→ **ARTICLE**:
BEGIN

Sojourner 02-26-2014 06:07 AM

Identification of Aikido forms in other martial art system?
 
Greetings all, I have come across this short video and at 0.31 through to 0.44 she does three knife disarms, this looks like Aikido to me but due to my limited knowledge of forms past the first and second in Aikido I can not place it and am wondering if anyone in here may recognize what it is?

The other question that I have is that at 1:21 a chap produces a pistol and she is able to disarm the pistol from the chap using her marital arts training, do you know if this kind of training against guns is included the Aikido curriculum? I know that we do knife attacks, but am not sure about firearms defenses?

http://youtu.be/QNmhKcFjbkg

Millsy 02-26-2014 06:59 AM

Re: Identification of Aikido forms in other martial art system?

END

→ **DATA PROVIDED**:
BEGIN

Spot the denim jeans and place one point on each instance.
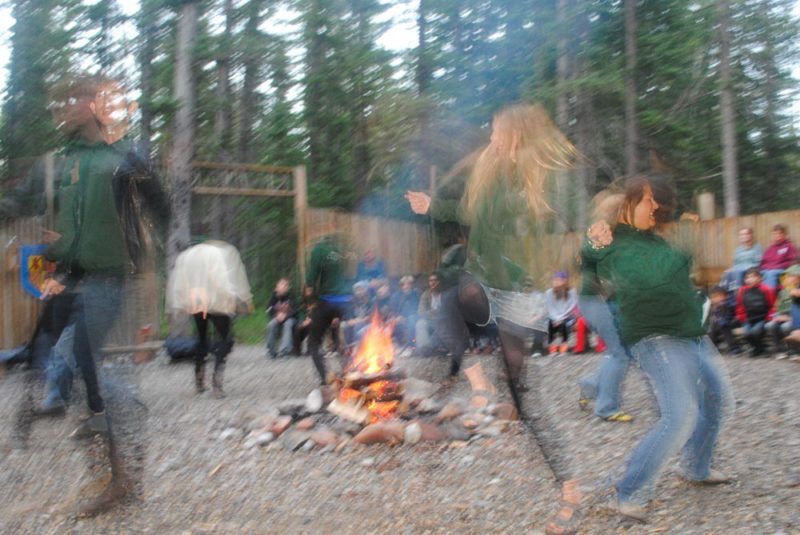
(772, 277)
(59, 370)
(604, 386)
(694, 395)
(285, 329)
(94, 311)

END

→ **GIVEN EXERCISE A**:
Duplicate the listing line for line, keeping every point, but leave the picture out of your copy.
→ **GIVEN EXERCISE B**:
Finish out the next part of the Aikido forum thread, picking up from the last line shown.

→ **TASK RESPONSE A**:
Spot the denim jeans and place one point on each instance.
(772, 277)
(59, 370)
(604, 386)
(694, 395)
(285, 329)
(94, 311)

→ **TASK RESPONSE B**:
Ben,

If you look into the history of Hapkido, you'll see the founder supposedly studied Daito-Ryu Aikijujitsu with Takeda (so shares those roots with Aikido) and that Hapkido is a korean version of Daito-Ryu. I vaguely remember their is some controversy about this, that there is some doubt about whether a Korean would have been allowed to study with Takeda at the time and I don't think his name appears on a roll, so I say supposedly but I think the roots seem to be obviously there somehow. I could be corrected about that :)

Equivalent Aikido forms in the video, I'd say: the first looks like sankyo and then kote geashi and finally something like a shiho nage variation. Later is sankyo again and kote geashi with the gun.

As for guns, I've never trained gun disarming in Australia, but in the USA, with guns more common, I have done a little here. Remember though you may train tanto, sword and jo disarming in the dojo, but this could easily be a broken bottle, lump of wood or bar stool, any weapon from a few inches to a few feet long really. I had one sensei tell me that in his Shodan tests, his sensei was feeling particularly adventurous and bought out a shotgun and made him do disarming techniques, unloaded of course ... I hope :).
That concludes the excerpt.